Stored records

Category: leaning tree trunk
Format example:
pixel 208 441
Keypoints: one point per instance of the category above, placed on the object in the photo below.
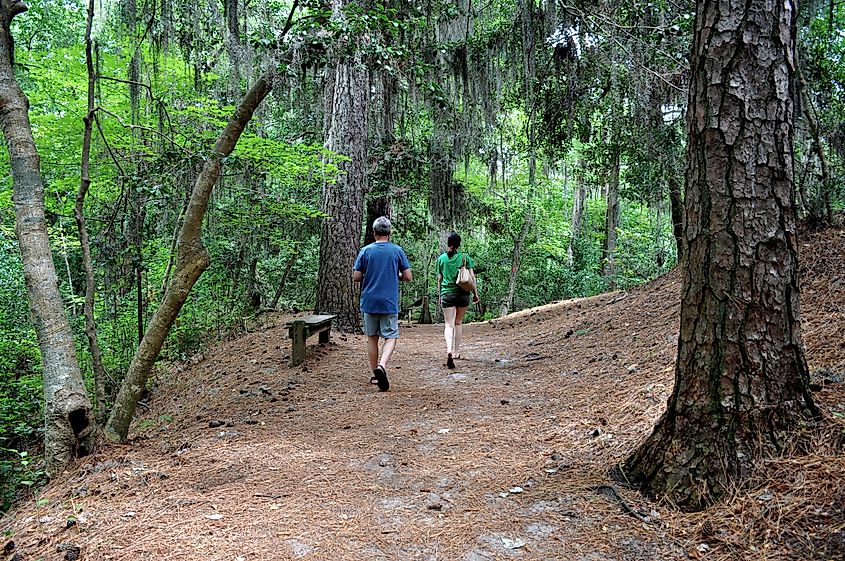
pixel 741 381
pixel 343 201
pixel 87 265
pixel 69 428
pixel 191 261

--

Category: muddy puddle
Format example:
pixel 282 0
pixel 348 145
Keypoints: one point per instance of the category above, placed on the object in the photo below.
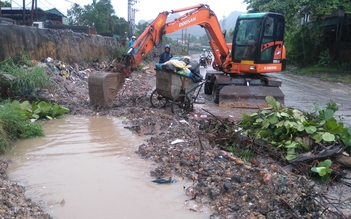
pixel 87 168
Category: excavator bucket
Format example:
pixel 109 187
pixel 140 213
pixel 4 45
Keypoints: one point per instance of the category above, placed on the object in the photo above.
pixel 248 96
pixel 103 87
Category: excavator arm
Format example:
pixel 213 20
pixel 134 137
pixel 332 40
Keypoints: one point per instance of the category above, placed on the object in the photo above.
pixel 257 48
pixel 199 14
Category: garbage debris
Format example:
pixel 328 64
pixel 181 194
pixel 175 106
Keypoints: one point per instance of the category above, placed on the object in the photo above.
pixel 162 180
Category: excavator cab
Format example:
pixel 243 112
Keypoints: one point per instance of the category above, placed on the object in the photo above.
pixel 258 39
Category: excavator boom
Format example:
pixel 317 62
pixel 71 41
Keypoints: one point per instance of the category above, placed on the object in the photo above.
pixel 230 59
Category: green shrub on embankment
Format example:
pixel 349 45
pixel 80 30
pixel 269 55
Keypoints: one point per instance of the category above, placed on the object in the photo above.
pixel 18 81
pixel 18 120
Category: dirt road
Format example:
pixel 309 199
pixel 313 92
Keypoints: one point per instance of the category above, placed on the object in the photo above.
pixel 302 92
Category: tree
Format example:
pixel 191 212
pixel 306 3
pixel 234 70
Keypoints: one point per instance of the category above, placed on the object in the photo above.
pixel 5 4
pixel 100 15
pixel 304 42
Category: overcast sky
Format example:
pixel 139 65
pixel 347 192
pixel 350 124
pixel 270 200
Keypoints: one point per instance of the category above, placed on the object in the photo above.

--

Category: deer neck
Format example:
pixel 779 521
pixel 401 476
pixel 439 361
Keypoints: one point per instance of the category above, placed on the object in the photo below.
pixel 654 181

WRITTEN REQUEST
Reproduce the entries starting at the line containing "Category: excavator arm" and ending at the line containing "pixel 199 14", renaming "excavator arm" to "digger arm" and keeping everything else the same.

TASK ANSWER
Category: digger arm
Format example:
pixel 213 20
pixel 134 137
pixel 332 40
Keypoints: one point per instance of the category above, placed on the object in the photo above.
pixel 257 48
pixel 199 14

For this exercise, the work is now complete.